[Stored items]
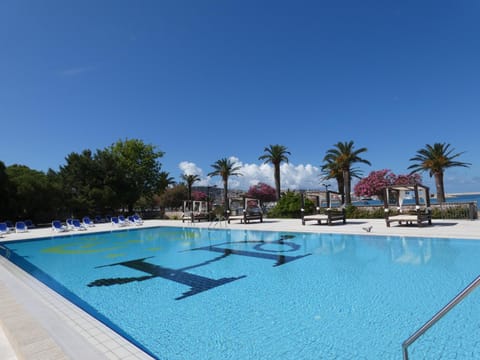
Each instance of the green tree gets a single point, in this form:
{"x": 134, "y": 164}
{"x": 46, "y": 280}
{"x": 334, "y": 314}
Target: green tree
{"x": 435, "y": 159}
{"x": 225, "y": 168}
{"x": 5, "y": 193}
{"x": 30, "y": 193}
{"x": 290, "y": 205}
{"x": 80, "y": 180}
{"x": 190, "y": 179}
{"x": 343, "y": 155}
{"x": 137, "y": 170}
{"x": 173, "y": 197}
{"x": 275, "y": 154}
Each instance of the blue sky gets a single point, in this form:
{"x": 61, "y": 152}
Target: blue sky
{"x": 203, "y": 80}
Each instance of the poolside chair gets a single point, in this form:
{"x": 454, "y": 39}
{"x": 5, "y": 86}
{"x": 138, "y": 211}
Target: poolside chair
{"x": 69, "y": 224}
{"x": 122, "y": 220}
{"x": 420, "y": 214}
{"x": 87, "y": 222}
{"x": 20, "y": 226}
{"x": 138, "y": 220}
{"x": 115, "y": 222}
{"x": 10, "y": 225}
{"x": 58, "y": 227}
{"x": 98, "y": 219}
{"x": 77, "y": 225}
{"x": 4, "y": 229}
{"x": 132, "y": 220}
{"x": 329, "y": 214}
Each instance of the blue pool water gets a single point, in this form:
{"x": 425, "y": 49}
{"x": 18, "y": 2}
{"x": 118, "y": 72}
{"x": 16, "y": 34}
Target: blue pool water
{"x": 232, "y": 294}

Exercise prompt: Please retype every one of the records above word for word, leaving the pictures out of your answer.

Exercise solution:
Each instance of the green tree gets a single point, in this form:
{"x": 134, "y": 164}
{"x": 46, "y": 280}
{"x": 334, "y": 314}
Target: green tree
{"x": 435, "y": 159}
{"x": 225, "y": 168}
{"x": 5, "y": 193}
{"x": 30, "y": 193}
{"x": 290, "y": 205}
{"x": 80, "y": 180}
{"x": 190, "y": 179}
{"x": 343, "y": 155}
{"x": 137, "y": 170}
{"x": 173, "y": 197}
{"x": 275, "y": 154}
Each instance of the blue sky gets a single point, in this form:
{"x": 61, "y": 152}
Target: blue sky
{"x": 203, "y": 80}
Each instance of the poolside chair gets a single point, in this form:
{"x": 454, "y": 39}
{"x": 5, "y": 86}
{"x": 138, "y": 211}
Target: poolside chair
{"x": 69, "y": 224}
{"x": 122, "y": 220}
{"x": 420, "y": 214}
{"x": 87, "y": 222}
{"x": 20, "y": 226}
{"x": 138, "y": 220}
{"x": 115, "y": 222}
{"x": 10, "y": 225}
{"x": 58, "y": 227}
{"x": 98, "y": 219}
{"x": 77, "y": 225}
{"x": 4, "y": 229}
{"x": 132, "y": 220}
{"x": 329, "y": 214}
Each instance of the blue pool water gets a single point, in this form:
{"x": 425, "y": 49}
{"x": 18, "y": 2}
{"x": 118, "y": 72}
{"x": 16, "y": 34}
Target: blue pool water
{"x": 232, "y": 294}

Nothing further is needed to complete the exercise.